** QUOTED TEXT **
..............................

The list is revealing on many levels – it should and will be a lesson to political science majors for years to come.
A few things about the article I find interesting...
...less realistic reasons given, which point to some staffers not even getting in hindsight why they failed:
I just think they should have really gone after [Obama] back in the summer and in the fall. (i.e. earlier and harder than they did)...some comments that show a similarity to Neo-Con and Machiavellian thinking :
...it spoke to the character issue: The sense that she will say anything and do anything to get elected.
There was financial mismanagement bordering on fraud.
...polling memos that cherry-picked only positive polls when we were up and ignored polling when we were down.
Notoriously bad managers, they filled key posts with newcomers loyal to them but unknown to and unfamiliar with the candidate...
...they didn't know what they didn't know and were too arrogant to ask......and fundamental flaws:
There were so many consultants, instead of full-time staff.... too many people that had too much else going on on the side.

..............................

** STORED DATA **
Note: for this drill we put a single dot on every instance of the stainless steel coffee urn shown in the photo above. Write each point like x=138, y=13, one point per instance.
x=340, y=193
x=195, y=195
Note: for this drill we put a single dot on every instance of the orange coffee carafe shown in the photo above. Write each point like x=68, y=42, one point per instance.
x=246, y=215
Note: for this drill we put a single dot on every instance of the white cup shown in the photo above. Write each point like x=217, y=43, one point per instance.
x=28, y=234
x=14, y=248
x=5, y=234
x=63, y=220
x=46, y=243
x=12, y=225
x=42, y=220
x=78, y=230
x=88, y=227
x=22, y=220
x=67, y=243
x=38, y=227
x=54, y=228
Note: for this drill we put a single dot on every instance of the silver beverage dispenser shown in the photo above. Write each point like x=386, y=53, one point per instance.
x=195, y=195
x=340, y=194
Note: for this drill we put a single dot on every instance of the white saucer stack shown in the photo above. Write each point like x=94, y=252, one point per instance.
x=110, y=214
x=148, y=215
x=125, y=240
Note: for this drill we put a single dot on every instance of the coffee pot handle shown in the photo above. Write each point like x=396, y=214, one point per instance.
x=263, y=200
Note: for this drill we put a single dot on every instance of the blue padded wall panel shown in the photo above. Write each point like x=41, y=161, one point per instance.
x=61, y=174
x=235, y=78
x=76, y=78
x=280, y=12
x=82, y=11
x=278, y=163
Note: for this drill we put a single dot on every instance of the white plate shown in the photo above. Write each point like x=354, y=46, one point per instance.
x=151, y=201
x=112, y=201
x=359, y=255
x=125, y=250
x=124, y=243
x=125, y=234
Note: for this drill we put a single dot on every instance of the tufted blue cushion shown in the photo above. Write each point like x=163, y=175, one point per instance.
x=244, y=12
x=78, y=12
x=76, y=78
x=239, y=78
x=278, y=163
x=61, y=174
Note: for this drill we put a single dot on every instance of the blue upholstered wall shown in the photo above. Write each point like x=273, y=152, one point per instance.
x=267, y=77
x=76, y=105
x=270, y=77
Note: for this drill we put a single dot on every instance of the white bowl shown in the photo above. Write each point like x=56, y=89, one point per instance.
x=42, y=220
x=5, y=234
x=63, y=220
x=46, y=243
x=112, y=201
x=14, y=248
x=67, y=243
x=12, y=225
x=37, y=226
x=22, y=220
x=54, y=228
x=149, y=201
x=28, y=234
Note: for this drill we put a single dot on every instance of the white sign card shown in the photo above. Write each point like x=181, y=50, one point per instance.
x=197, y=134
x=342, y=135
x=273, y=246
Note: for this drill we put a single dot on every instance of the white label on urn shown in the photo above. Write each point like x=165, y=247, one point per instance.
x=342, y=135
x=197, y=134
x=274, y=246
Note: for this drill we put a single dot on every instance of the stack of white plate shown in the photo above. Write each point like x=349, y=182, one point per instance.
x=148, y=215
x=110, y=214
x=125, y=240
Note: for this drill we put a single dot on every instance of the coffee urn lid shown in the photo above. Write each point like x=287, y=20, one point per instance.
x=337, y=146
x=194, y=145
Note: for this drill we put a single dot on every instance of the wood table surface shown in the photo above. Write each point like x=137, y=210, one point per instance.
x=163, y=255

..............................

** WHAT IS ASKED **
- 1) Summarize the campaign commentary in two sentences.
- 2) From the campaign commentary, extract the passage starting at "The list is" and ending at "to get elected.", copied word for word.

** SOLUTIONS BY TASK **
- 1) The writer calls the list revealing and a lesson to political science majors for years to come, and notes that some staffers still don't see why they failed, such as one who thinks they should have gone after Obama earlier and harder. Other comments cited point to a character issue, financial mismanagement bordering on fraud, polling memos that cherry-picked positive polls, key posts filled with loyal newcomers unfamiliar with the candidate, arrogance, and too many consultants instead of full-time staff.

- 2)
The list is revealing on many levels – it should and will be a lesson to political science majors for years to come.
A few things about the article I find interesting...
...less realistic reasons given, which point to some staffers not even getting in hindsight why they failed:
I just think they should have really gone after [Obama] back in the summer and in the fall. (i.e. earlier and harder than they did)...some comments that show a similarity to Neo-Con and Machiavellian thinking :
...it spoke to the character issue: The sense that she will say anything and do anything to get elected.